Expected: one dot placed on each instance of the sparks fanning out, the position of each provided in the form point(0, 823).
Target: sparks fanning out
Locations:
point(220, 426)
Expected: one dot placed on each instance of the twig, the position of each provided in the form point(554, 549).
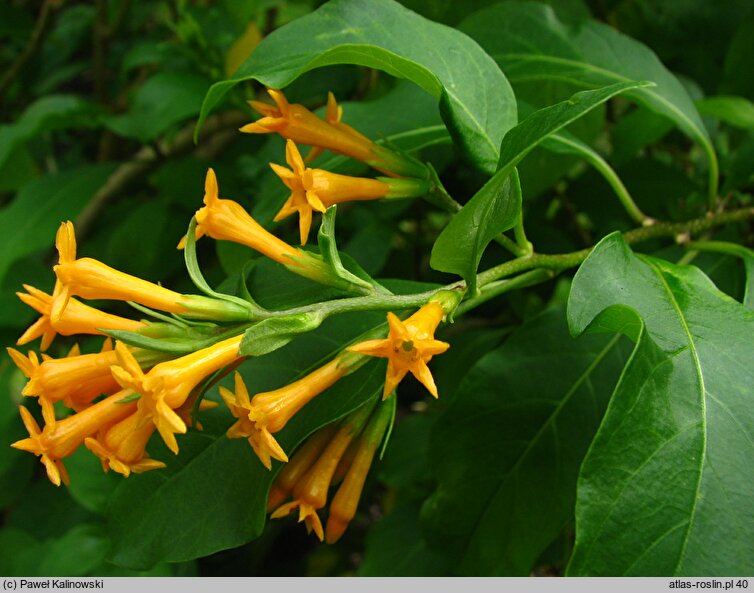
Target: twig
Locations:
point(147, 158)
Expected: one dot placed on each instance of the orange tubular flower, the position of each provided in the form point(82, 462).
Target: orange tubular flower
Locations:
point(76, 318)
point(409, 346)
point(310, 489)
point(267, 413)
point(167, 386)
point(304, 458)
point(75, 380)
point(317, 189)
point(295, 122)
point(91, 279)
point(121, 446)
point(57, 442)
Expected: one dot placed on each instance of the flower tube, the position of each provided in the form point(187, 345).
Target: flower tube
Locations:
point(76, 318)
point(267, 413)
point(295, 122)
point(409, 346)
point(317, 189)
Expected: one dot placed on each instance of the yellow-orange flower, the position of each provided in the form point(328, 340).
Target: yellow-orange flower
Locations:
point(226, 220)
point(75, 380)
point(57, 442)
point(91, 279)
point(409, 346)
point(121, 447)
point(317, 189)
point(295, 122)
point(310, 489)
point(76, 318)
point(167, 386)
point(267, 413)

- - - - - - -

■ **Your task**
Repeat the material above exactly, so that every entry appears but no picture does.

■ **Exercise answer**
Expected: one dot placed on each instance of the sparks fanning out, the position of each provided in the form point(0, 823).
Target: sparks fanning out
Locations:
point(220, 426)
Expected: one dot placed on each instance of the twig, the position of each provided in the form point(554, 549).
Target: twig
Locations:
point(147, 158)
Expected: one dot placed on each instance of the orange tubular flower, the position of each provided in the form point(82, 462).
Target: orange tubular flower
Locations:
point(76, 318)
point(409, 346)
point(310, 489)
point(267, 413)
point(167, 386)
point(304, 458)
point(75, 380)
point(317, 189)
point(295, 122)
point(91, 279)
point(121, 446)
point(57, 442)
Expected: one dot placed on each instance of the flower tube, the position of each provided in the form point(187, 345).
Target: flower tube
Locations:
point(76, 318)
point(267, 413)
point(295, 122)
point(409, 346)
point(317, 189)
Expected: one dot placed on each instance of the yellow-orange flower, the position of each provided in the form point(328, 340).
Target: yellow-orange flower
Locations:
point(226, 220)
point(75, 380)
point(57, 442)
point(91, 279)
point(409, 346)
point(121, 447)
point(317, 189)
point(295, 122)
point(310, 489)
point(76, 318)
point(167, 386)
point(267, 413)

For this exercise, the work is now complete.